What needs to be done
Rewrite the listing below, replacing every "Reviewer note" with "Checker note" and leaving everything else unchanged.

··· Source data ···

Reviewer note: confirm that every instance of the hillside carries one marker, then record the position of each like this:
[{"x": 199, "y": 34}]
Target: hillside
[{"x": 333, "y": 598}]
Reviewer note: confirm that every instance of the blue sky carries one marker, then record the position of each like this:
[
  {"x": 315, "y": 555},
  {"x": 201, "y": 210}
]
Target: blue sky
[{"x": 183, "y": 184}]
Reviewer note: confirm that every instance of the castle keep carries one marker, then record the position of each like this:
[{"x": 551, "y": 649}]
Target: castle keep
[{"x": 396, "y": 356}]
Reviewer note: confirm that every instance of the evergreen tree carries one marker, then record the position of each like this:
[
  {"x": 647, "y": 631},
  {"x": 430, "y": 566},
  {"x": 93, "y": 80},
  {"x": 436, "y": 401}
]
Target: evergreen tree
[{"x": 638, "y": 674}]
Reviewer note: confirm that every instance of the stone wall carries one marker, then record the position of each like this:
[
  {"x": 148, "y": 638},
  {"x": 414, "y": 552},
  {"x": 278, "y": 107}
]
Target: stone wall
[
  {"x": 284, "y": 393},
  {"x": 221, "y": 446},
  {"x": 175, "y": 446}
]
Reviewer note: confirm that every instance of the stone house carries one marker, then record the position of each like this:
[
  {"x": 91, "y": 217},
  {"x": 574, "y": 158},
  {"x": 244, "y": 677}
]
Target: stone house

···

Solution to the problem
Checker note: confirm that every instance of the hillside carries one marker, then record the position of each like this:
[{"x": 199, "y": 34}]
Target: hillside
[{"x": 333, "y": 598}]
Checker note: confirm that every instance of the blue sky carries one marker, then record the position of each like this:
[
  {"x": 315, "y": 555},
  {"x": 201, "y": 210}
]
Target: blue sky
[{"x": 183, "y": 184}]
Checker note: confirm that every instance of the castle keep carries one marker, then record the position of each like this:
[{"x": 551, "y": 649}]
Target: castle keep
[{"x": 396, "y": 356}]
Checker note: confirm that every instance of the evergreen tree carries one marker, then record the position of each like this:
[
  {"x": 647, "y": 631},
  {"x": 430, "y": 566},
  {"x": 93, "y": 80},
  {"x": 436, "y": 401}
]
Target: evergreen tree
[{"x": 638, "y": 674}]
Checker note: confirm that every instance of the stone wall carries one marker, then record the position of each like this:
[
  {"x": 148, "y": 638},
  {"x": 414, "y": 552},
  {"x": 278, "y": 107}
]
Target: stone wall
[
  {"x": 284, "y": 393},
  {"x": 221, "y": 446},
  {"x": 175, "y": 446}
]
Checker note: confirm that every instance of the stone house carries one marker, then record the position of each like this:
[
  {"x": 91, "y": 217},
  {"x": 574, "y": 158},
  {"x": 244, "y": 677}
]
Target: stone house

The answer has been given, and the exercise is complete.